WHAT YOU NEED TO DO -
Restate the material word for word and leave out anything that is a picture.

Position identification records
■ ■ ■
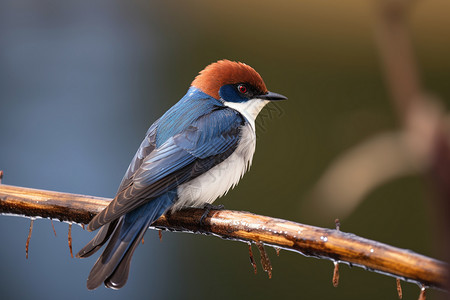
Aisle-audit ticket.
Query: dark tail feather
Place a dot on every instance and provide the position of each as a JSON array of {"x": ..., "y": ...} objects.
[
  {"x": 98, "y": 241},
  {"x": 113, "y": 265}
]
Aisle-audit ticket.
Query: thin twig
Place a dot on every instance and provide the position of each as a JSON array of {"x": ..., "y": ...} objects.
[
  {"x": 30, "y": 231},
  {"x": 69, "y": 239},
  {"x": 53, "y": 226},
  {"x": 399, "y": 288},
  {"x": 242, "y": 226}
]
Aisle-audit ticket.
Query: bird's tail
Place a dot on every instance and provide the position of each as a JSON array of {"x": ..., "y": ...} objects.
[{"x": 113, "y": 265}]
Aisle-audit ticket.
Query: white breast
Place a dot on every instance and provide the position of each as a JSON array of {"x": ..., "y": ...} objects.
[{"x": 216, "y": 182}]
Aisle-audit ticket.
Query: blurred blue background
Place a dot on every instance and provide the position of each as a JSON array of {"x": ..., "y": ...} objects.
[{"x": 81, "y": 81}]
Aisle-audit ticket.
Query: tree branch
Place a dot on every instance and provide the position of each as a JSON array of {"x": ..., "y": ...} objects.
[{"x": 242, "y": 226}]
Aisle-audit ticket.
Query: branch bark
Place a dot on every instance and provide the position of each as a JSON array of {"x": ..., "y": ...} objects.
[{"x": 242, "y": 226}]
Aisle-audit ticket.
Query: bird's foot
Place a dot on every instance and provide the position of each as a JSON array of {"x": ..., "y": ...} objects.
[{"x": 208, "y": 207}]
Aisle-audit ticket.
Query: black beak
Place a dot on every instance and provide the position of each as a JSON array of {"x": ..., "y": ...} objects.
[{"x": 271, "y": 96}]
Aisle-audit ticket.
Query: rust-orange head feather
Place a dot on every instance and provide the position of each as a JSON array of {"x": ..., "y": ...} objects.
[{"x": 224, "y": 72}]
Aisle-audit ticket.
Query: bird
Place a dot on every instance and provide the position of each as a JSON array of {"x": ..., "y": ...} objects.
[{"x": 192, "y": 155}]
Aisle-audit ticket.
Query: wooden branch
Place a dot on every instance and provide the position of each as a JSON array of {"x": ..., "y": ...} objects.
[{"x": 242, "y": 226}]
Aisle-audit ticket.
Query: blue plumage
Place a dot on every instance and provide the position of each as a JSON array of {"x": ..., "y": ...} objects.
[{"x": 197, "y": 134}]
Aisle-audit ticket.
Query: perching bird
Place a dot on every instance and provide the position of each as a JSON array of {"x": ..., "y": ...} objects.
[{"x": 193, "y": 154}]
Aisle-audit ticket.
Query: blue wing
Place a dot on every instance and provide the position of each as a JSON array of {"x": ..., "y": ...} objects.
[{"x": 203, "y": 144}]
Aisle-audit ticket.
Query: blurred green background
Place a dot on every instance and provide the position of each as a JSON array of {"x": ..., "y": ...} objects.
[{"x": 81, "y": 81}]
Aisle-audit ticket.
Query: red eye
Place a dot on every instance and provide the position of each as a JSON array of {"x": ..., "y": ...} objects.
[{"x": 242, "y": 88}]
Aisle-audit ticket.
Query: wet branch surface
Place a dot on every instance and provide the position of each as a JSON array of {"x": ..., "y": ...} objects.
[{"x": 242, "y": 226}]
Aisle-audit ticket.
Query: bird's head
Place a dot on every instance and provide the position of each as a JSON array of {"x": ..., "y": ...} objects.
[{"x": 237, "y": 85}]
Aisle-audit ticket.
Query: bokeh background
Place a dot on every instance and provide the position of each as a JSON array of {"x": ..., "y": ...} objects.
[{"x": 81, "y": 81}]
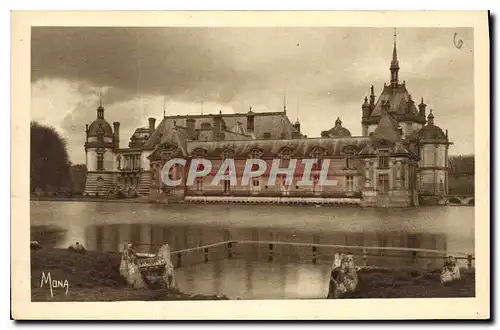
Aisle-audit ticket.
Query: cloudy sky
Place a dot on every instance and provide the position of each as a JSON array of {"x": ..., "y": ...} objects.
[{"x": 325, "y": 73}]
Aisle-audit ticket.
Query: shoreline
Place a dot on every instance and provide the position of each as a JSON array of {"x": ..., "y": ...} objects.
[
  {"x": 183, "y": 202},
  {"x": 94, "y": 276}
]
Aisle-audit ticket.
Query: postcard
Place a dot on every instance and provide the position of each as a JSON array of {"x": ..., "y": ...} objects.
[{"x": 250, "y": 165}]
■ ■ ■
SOLUTION -
Aisle-audit ticket.
Query: dark tail feather
Place a dot on every instance and provide the position of each as a JSON array of {"x": ..., "y": ...} objects.
[
  {"x": 98, "y": 241},
  {"x": 113, "y": 265}
]
Aisle-audit ticket.
Query: thin twig
Place a dot on every instance and provide the position of each as a JSON array of {"x": ..., "y": ...} objects.
[
  {"x": 30, "y": 231},
  {"x": 69, "y": 239},
  {"x": 53, "y": 226},
  {"x": 399, "y": 288},
  {"x": 242, "y": 226}
]
Aisle-audit ticket.
Query: bird's tail
Place a dot on every instance and provide the position of each as a JSON array of {"x": ..., "y": ...} objects.
[{"x": 113, "y": 265}]
Aisle-audit ticket.
Query: white breast
Place a dot on every instance and provide the position of each as a JSON array of {"x": ..., "y": ...} objects.
[{"x": 216, "y": 182}]
Aisle-audit ticket.
Query: blurred blue background
Place a dot on every instance and provide the position of each as a JSON array of {"x": ..., "y": ...} objects.
[{"x": 81, "y": 81}]
Aisle-audit ticket.
Query: tree branch
Place a dot on every instance and provide the position of each as a JSON array of {"x": ..., "y": ...} objects.
[{"x": 242, "y": 226}]
Aisle-audit ticket.
Query: branch bark
Place a dot on every instance and provide the position of each as a JSON array of {"x": ..., "y": ...} objects.
[{"x": 242, "y": 226}]
Aisle-audit ticket.
Query: bird's foot
Place a dot on every instance and provide the position of each as a JSON array of {"x": ..., "y": ...} objects.
[{"x": 208, "y": 207}]
Aisle-audit ticket.
Query: black beak
Place a dot on every instance and provide the position of each as a JSON array of {"x": ..., "y": ...} objects.
[{"x": 271, "y": 96}]
Aisle-audit ticket.
Query: rust-orange head feather
Place a dot on every instance and provide the position of each as a JSON array of {"x": ..., "y": ...} objects.
[{"x": 224, "y": 72}]
Aisle-audit ticket.
Query: bird
Place a dot on every instance and provide the position of each as a JSON array of {"x": ..., "y": ...} objects.
[{"x": 192, "y": 155}]
Aisle-audit ticket.
Query: wooden branch
Place a dot on every instance and provide the position of each as a JSON array of {"x": ..., "y": ...} objects.
[{"x": 242, "y": 226}]
Aisle-audit ticket.
Query: blue plumage
Place a dot on every instance and provide the position of each as a JSON array of {"x": ..., "y": ...} objects.
[{"x": 197, "y": 134}]
Aisle-audit ticket.
Query: perching bird
Place a dot on every instance and provide the position of each as a JSON array of {"x": ..., "y": ...} objects.
[{"x": 193, "y": 154}]
Aisle-audit ticket.
Query: blue wing
Place a dot on every instance and provide the position of each as a JSON array of {"x": ..., "y": ...} objects.
[{"x": 203, "y": 144}]
Aisle-audit ticket.
Query: blurred green background
Place a dot on every instance and provide the position of each as a JSON array of {"x": ..., "y": ...} objects.
[{"x": 81, "y": 81}]
Aisle-audit ticket.
Query: red eye
Place a dot on every instance and provide the position of each as a JSON array of {"x": ..., "y": ...} objects.
[{"x": 242, "y": 88}]
Aisle-audit ticket.
Query: wet branch surface
Place a dot on every instance and provide the position of each as a JSON array of {"x": ..., "y": ...} objects.
[{"x": 242, "y": 226}]
Aisle-audit ticket.
Query: bird's head
Place a dot on every instance and provide the position of each as a JSON array of {"x": ..., "y": ...} objects.
[{"x": 237, "y": 85}]
Aisle-audit ticket.
Query: bokeh background
Place a dot on every instance and provide the position of each as a JSON array of {"x": ..., "y": ...} objects.
[{"x": 81, "y": 81}]
Aisle-audit ticket.
Query: cloudy sky
Place a dot on every instance and provide the position of each as a JSON array of {"x": ..., "y": ...} objects.
[{"x": 325, "y": 73}]
Aisle-audit ticket.
Query: shoreline
Place a dot on every instance and provide the position of each as a JSON array of {"x": ..., "y": ...} objects.
[
  {"x": 183, "y": 202},
  {"x": 94, "y": 276}
]
Aisle-audit ticket.
Query: postcard
Place a dot on every instance and provide the position of each as a JSON array of {"x": ..., "y": ...} objects.
[{"x": 250, "y": 165}]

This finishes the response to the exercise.